■ Request: According to the Tom Blower profile, how long after his start did he climb out on the rocks at Portpatrick?

Tom Blower, The Humble Hero Who Conquered The North Channel

Tom Blower, The Humble Hero Who Conquered The North Channel

Tom Blower, The Humble Hero Who Conquered The North Channel

Courtesy of WOWSA, Huntington Beach, California.

Tom Blower was legendary before his untimely death at the age of 41.

It was said that two people could hang from each of his outstretched arms. He could break six-inch nails with ease and sat on the bottom of Nottingham’s River Trent for three minutes at a time watching boats pass overhead.

He trained in the river when it was snowing. During World War II, he dived into the Atlantic Ocean in January in an attempt save a fellow sailor in the Royal Navy. He helped disabled children to swim.

In the summer of 1947, he attempted his first crossing of the North Channel, but he had to be pulled in the rough conditions. Then on July 27th 1947, he kissed his wife Clarice Blower on the shore and told her, “I’m not getting out for anybody this time.”

He weathered 9°C water, herring nibbling at his feet, and a heavy rain, then hail and a spectacular thunderstorm. He slowed to a pace of less than one mile in four hours. 15 hours 26 minutes after his start, he climbed out on the rocks in Portpatrick, Scotland.

■ Record set:
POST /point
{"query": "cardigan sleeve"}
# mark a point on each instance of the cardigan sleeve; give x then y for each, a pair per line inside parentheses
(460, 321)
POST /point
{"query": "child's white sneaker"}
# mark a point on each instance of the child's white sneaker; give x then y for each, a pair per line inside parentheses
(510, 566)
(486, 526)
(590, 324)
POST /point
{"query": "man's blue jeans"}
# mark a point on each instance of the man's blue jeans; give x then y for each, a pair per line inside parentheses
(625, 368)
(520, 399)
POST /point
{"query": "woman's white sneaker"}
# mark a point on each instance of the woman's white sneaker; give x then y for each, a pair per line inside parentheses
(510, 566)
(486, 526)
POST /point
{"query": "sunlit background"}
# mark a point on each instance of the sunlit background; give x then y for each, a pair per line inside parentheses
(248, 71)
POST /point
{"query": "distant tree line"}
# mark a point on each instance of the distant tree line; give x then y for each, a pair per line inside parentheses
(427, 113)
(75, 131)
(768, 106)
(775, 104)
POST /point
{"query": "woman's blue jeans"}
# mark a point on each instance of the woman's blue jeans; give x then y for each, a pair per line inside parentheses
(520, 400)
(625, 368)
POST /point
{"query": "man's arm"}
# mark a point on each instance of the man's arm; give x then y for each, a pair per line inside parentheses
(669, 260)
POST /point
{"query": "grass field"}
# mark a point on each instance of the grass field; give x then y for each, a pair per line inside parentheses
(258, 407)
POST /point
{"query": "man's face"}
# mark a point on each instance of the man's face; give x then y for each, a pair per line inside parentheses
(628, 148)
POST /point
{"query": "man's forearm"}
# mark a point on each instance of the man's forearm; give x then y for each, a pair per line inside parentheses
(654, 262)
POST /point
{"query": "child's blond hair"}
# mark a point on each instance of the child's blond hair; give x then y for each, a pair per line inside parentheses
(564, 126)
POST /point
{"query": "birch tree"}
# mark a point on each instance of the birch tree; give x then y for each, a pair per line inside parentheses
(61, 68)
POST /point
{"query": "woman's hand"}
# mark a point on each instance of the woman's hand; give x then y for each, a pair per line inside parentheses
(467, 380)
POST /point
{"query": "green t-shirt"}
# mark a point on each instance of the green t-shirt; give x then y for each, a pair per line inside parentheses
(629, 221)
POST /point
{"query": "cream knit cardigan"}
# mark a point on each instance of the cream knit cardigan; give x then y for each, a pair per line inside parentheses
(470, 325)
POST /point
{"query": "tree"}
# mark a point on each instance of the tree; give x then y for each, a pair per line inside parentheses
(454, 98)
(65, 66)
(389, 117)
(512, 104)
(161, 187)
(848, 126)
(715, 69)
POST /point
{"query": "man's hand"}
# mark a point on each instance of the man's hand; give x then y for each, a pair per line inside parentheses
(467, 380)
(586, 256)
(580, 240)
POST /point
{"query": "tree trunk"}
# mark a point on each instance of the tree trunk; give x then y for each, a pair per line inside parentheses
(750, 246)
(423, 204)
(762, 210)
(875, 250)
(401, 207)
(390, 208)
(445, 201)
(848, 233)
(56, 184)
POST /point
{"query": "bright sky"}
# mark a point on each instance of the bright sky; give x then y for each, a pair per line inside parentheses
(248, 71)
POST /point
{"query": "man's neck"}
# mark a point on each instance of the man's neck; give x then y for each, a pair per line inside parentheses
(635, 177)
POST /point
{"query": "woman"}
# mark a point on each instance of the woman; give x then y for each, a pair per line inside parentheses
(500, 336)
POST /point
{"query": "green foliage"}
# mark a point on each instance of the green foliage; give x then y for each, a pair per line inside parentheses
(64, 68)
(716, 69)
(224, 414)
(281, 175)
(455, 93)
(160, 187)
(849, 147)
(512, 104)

--

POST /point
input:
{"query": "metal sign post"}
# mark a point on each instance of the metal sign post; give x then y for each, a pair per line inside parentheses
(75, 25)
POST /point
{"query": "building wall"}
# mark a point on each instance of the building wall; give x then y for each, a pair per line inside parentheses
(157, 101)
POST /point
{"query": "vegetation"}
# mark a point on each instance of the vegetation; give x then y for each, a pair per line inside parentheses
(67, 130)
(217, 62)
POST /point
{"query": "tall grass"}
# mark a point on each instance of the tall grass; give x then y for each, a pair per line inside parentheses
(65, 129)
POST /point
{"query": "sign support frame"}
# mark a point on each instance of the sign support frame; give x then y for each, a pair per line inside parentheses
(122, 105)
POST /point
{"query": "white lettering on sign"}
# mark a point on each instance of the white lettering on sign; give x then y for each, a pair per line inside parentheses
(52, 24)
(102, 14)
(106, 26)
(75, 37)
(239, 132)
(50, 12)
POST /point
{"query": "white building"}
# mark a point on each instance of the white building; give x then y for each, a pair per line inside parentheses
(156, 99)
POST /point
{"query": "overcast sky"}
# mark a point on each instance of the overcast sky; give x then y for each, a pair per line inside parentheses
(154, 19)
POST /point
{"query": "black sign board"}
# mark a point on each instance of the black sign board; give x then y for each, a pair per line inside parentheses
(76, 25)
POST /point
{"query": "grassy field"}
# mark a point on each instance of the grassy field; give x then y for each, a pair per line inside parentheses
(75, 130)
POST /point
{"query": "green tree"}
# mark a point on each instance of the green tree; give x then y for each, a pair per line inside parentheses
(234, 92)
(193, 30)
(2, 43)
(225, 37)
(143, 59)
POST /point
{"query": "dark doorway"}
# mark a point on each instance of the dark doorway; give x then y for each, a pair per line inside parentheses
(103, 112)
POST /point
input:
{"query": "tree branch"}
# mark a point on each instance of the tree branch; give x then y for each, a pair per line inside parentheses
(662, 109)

---

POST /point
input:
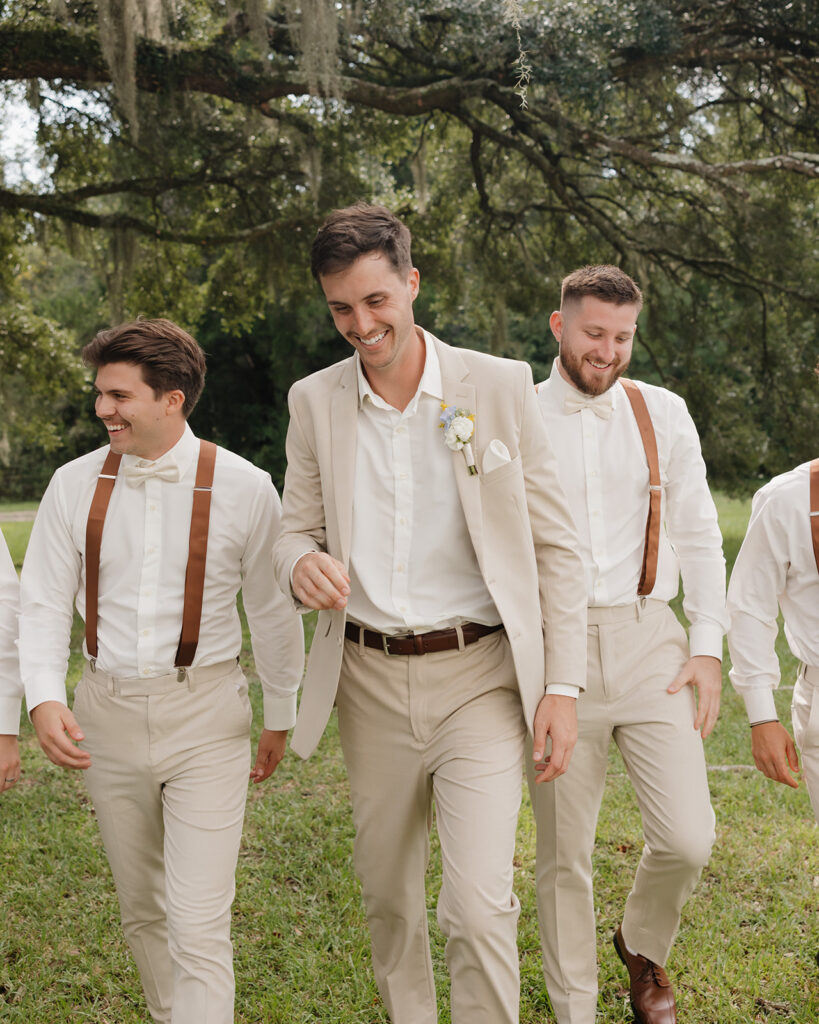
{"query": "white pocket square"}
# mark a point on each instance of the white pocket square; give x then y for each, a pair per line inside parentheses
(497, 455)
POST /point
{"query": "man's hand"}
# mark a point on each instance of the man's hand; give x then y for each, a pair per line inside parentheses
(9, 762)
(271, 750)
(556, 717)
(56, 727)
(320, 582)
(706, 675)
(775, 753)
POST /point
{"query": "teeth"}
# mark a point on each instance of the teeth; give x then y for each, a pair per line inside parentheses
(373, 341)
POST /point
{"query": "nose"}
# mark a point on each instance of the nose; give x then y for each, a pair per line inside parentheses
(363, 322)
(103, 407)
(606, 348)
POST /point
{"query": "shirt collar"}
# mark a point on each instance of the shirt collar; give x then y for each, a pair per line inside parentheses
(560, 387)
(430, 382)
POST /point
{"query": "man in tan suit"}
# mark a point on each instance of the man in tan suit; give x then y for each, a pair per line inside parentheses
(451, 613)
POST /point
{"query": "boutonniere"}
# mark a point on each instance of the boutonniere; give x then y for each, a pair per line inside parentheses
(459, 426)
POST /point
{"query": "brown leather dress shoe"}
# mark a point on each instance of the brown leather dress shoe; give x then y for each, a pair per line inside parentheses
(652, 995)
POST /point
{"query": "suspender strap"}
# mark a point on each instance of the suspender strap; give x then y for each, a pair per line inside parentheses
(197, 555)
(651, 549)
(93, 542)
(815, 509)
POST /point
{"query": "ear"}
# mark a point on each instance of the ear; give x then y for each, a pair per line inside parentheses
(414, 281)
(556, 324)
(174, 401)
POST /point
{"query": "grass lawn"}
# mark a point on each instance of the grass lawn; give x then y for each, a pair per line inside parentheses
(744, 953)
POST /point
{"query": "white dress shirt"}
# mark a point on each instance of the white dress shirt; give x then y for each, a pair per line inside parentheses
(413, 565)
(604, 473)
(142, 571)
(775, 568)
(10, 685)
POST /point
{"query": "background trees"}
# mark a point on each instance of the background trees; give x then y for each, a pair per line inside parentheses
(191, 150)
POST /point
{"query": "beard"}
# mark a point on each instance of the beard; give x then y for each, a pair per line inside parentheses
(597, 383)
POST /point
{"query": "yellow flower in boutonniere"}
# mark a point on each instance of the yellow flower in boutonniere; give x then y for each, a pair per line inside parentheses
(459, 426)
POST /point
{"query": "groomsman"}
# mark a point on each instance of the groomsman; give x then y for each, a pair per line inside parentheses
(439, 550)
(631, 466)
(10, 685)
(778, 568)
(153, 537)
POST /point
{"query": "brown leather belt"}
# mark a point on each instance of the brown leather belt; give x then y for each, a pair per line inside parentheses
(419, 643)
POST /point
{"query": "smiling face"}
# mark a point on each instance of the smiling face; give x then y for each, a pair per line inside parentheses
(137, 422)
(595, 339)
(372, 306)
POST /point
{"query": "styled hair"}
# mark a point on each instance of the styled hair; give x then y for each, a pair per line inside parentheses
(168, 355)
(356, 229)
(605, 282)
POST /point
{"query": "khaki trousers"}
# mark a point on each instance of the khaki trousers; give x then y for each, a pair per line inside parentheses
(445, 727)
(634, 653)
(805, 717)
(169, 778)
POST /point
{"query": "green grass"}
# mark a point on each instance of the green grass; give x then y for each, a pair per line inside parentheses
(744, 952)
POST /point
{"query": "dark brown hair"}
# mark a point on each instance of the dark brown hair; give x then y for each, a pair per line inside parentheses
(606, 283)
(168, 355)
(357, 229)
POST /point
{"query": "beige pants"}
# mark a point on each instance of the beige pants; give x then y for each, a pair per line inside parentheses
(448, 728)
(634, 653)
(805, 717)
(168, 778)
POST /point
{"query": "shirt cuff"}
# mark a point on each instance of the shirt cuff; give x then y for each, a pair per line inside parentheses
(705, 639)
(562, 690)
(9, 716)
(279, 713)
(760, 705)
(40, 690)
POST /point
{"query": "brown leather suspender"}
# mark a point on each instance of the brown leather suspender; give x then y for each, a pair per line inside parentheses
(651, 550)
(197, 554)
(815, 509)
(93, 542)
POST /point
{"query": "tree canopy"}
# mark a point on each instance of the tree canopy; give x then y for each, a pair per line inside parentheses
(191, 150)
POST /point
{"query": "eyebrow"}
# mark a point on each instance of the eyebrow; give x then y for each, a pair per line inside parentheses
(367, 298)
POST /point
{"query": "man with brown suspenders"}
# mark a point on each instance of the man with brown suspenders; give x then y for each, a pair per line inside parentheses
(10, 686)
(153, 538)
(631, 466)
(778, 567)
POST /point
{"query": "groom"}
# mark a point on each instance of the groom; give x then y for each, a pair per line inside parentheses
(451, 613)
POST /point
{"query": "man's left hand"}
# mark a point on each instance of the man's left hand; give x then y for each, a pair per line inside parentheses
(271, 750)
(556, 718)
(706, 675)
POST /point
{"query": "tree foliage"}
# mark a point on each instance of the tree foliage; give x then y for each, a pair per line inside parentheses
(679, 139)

■ Solution for this problem: 15 hours 26 minutes